**Tarefa 1:**
Responde a estas perguntas sobre o excerto acerca da Conspiração de 1817:
(a) Que regime pretendia a Conspiração de 1817 derrubar?
(b) Em que noite é executado o chefe da revolta?
(c) Que relação existe entre os dois tempos referidos no excerto?
**Tarefa 2:** Segundo o excerto acerca da Conspiração de 1817, porque é que os acontecimentos desse ano funcionam como metáfora do que acontece em Portugal no momento da escrita? Explica em uma a três frases.
**Tarefa 3:** Retoma o excerto acerca da Conspiração de 1817 a partir da última frase apresentada.

**Texto dado:**
#####

Este último, ao recear perder os seus privilégios, vai manipular os outros dois no

sentido de acreditarem nas falsas informações de delatores sem escrúpulos que

envolvem o General na Conspiração de 1817 para derrubar o regime absolutista e

instaurar o Liberalismo em Portugal. O chefe da revolta é preso e executado numa

noite de lua cheia.

É essencial, nesta peça, reconstituição histórica do que se passou em 1817. Esses

acontecimentos instituem-se como metáfora do que acontece em Portugal no

momento da escrita, porque nestes dois tempos há uma relação de analogia: o

regime autoritário, a ignorância e a miséria do povo, a delação, a hipocrisia do

clero, as prisões arbitrárias, os julgamentos sumários, as execuções imediatas, o

assassínio de políticos incómodos.

#####

**Linhas de dados:**

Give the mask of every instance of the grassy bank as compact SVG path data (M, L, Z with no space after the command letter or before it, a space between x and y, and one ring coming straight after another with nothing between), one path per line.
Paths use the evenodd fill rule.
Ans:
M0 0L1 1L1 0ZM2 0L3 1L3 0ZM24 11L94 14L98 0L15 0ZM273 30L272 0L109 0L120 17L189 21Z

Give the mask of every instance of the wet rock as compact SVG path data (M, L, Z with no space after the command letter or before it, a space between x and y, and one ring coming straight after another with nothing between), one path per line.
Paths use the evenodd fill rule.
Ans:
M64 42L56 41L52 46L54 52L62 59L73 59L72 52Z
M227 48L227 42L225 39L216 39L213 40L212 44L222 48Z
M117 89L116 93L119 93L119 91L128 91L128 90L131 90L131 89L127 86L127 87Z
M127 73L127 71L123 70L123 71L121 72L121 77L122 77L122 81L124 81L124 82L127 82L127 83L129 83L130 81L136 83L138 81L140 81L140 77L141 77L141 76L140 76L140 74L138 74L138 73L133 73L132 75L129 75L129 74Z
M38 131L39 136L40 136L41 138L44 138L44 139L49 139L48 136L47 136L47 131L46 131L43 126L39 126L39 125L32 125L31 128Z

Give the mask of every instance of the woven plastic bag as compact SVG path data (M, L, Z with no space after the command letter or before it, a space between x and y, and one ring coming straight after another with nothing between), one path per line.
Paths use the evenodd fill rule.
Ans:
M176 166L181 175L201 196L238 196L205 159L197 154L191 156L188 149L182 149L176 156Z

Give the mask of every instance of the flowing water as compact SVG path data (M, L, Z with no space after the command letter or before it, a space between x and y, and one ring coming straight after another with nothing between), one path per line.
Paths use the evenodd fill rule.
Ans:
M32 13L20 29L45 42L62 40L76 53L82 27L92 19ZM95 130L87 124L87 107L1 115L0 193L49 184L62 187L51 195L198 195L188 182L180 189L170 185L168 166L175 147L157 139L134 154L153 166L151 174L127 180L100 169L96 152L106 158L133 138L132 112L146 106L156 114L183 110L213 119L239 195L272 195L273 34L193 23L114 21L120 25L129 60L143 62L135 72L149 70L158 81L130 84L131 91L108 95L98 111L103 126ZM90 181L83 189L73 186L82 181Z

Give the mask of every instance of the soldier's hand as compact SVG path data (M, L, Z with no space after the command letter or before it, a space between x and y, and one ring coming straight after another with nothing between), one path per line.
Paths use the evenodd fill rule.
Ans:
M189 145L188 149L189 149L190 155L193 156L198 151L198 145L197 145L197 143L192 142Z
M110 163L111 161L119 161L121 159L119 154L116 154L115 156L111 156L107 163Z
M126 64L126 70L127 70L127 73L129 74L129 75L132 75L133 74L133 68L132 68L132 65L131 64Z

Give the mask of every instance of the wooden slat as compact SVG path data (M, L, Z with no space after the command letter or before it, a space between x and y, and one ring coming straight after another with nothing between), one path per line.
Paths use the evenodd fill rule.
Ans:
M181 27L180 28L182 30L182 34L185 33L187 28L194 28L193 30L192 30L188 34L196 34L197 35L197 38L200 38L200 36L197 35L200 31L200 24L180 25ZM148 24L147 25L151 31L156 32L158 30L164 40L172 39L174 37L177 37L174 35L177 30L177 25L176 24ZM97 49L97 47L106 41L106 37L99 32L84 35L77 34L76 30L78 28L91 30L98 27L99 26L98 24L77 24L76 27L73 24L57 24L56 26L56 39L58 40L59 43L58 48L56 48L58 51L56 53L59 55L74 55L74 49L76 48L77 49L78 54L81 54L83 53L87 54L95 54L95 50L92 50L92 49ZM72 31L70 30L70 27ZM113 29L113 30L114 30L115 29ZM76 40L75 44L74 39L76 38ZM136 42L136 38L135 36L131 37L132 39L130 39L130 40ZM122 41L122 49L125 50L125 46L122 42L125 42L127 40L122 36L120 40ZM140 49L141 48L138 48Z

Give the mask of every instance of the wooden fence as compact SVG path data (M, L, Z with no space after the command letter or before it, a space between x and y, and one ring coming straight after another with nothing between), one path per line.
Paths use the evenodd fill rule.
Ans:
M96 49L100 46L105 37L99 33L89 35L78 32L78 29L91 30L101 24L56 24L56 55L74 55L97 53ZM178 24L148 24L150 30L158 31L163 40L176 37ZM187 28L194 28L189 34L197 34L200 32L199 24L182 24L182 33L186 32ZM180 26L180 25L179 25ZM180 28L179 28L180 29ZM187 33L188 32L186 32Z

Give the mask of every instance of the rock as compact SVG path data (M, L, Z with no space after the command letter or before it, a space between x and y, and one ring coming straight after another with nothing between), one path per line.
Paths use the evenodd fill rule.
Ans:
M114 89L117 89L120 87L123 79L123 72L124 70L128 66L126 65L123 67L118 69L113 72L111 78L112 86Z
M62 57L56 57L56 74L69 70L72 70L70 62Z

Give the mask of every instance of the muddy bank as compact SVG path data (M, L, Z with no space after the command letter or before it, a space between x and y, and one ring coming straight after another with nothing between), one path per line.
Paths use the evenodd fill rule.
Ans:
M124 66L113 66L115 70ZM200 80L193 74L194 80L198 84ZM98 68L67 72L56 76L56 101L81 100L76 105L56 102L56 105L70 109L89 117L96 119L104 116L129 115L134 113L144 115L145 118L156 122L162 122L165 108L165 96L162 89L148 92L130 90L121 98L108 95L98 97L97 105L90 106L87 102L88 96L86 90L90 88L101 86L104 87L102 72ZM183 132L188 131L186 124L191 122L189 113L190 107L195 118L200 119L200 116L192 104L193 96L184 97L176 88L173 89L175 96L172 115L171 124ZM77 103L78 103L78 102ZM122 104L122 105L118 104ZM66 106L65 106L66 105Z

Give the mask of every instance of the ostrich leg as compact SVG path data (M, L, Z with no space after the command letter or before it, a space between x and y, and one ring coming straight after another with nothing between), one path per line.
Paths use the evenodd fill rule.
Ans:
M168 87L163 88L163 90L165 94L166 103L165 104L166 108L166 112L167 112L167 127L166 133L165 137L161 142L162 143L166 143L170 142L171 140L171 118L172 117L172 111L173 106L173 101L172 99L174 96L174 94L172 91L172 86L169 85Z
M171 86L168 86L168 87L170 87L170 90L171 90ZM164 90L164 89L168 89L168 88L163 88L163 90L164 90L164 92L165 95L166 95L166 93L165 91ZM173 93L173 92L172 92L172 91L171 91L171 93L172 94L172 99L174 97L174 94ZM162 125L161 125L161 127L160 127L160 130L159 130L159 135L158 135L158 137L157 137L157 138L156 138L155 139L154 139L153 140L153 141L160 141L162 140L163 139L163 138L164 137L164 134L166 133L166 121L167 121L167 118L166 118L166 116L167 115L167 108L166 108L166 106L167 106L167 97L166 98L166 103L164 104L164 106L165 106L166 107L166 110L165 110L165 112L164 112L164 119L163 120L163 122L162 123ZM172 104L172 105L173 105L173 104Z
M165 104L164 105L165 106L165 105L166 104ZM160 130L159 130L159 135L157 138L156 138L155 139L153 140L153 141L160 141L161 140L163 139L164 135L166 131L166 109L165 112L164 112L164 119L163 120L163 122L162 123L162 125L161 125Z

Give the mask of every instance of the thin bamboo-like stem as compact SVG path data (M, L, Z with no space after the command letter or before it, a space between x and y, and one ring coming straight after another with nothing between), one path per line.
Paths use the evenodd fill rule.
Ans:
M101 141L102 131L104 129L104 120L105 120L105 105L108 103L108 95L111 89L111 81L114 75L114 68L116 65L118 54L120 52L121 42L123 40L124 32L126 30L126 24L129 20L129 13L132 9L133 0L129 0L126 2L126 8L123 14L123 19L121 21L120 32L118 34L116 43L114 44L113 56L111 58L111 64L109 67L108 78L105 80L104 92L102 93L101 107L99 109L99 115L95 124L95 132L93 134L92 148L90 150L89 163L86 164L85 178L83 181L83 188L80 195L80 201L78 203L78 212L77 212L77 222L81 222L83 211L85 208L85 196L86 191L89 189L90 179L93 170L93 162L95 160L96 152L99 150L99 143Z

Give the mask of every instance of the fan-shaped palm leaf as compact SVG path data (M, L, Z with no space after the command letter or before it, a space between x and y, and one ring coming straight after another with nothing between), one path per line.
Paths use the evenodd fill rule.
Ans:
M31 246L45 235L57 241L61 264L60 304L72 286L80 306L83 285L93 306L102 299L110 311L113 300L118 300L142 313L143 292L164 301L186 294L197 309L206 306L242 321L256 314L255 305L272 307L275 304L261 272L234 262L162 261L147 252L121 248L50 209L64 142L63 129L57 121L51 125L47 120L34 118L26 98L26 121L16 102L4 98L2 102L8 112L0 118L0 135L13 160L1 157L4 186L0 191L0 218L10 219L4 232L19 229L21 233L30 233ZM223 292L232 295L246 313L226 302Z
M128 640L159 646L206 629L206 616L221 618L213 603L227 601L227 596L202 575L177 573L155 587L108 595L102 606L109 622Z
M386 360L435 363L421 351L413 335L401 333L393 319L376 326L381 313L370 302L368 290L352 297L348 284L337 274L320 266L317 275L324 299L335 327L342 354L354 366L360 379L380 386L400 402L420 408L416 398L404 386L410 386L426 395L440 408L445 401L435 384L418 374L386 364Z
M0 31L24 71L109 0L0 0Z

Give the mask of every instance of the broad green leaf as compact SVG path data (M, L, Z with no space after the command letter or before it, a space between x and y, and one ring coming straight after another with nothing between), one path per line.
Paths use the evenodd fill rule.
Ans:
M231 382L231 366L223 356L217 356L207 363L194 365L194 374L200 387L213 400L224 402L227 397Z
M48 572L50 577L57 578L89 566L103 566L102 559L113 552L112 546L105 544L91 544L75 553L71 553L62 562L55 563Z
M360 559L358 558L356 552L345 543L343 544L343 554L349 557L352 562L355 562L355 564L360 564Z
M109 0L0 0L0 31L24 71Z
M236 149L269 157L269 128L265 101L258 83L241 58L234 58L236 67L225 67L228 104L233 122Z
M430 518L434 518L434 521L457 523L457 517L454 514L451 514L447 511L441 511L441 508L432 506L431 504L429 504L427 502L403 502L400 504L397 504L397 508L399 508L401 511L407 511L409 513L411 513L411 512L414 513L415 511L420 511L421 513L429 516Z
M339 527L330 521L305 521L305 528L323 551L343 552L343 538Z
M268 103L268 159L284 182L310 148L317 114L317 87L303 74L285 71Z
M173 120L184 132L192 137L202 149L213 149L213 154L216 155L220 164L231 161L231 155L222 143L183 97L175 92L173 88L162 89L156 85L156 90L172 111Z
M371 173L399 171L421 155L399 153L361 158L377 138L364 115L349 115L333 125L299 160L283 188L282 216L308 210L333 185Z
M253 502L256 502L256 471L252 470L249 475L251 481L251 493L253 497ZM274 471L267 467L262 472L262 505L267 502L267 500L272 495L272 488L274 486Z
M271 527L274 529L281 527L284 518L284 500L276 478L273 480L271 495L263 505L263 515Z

#####

**Resposta 1:**
(a) O regime absolutista.
(b) Numa noite de lua cheia.
(c) Uma relação de analogia.

**Resposta 2:** Funcionam como metáfora porque entre esses dois tempos há uma relação de analogia. Em ambos existem o regime autoritário, a ignorância e a miséria do povo, a delação, a hipocrisia do clero, as prisões arbitrárias, os julgamentos sumários, as execuções imediatas e o assassínio de políticos incómodos.

**Resposta 3:**
Situação Social e Política de Portugal

Obra:

1. Nesta época Portugal estava em crise a vários níveis e vivia as vésperas da

Revolução Liberal. As crises política (ausência do rei D. João VI e da corte no

Brasil), económico-social (pobreza causada pela ruína agrícola, comercial e

industrial do país que não acompanhara a Revolução Industrial Inglesa e pela

dependência económica do Brasil) e Ideológica (difusão progressiva de ideias

revolucionárias, nomeadamente a contestação da monarquia, por influência da

Revolução Francesa) dominavam o país. A presença militar inglesa tornou-se

opressora.

2. Após 1815 a principal preocupação dos regentes do reino era de alertar o

regente que viria posteriormente a ser tornado rei, D. João VI, para a

necessidade de serem tomadas medidas que pudessem tirar da pobreza, da

miséria, da ruína agrícola, comercial e industrial Portugal. Solicita-se o retorno

do rei, o qual não consegue por em marcha as reformas, devido à sua

distância.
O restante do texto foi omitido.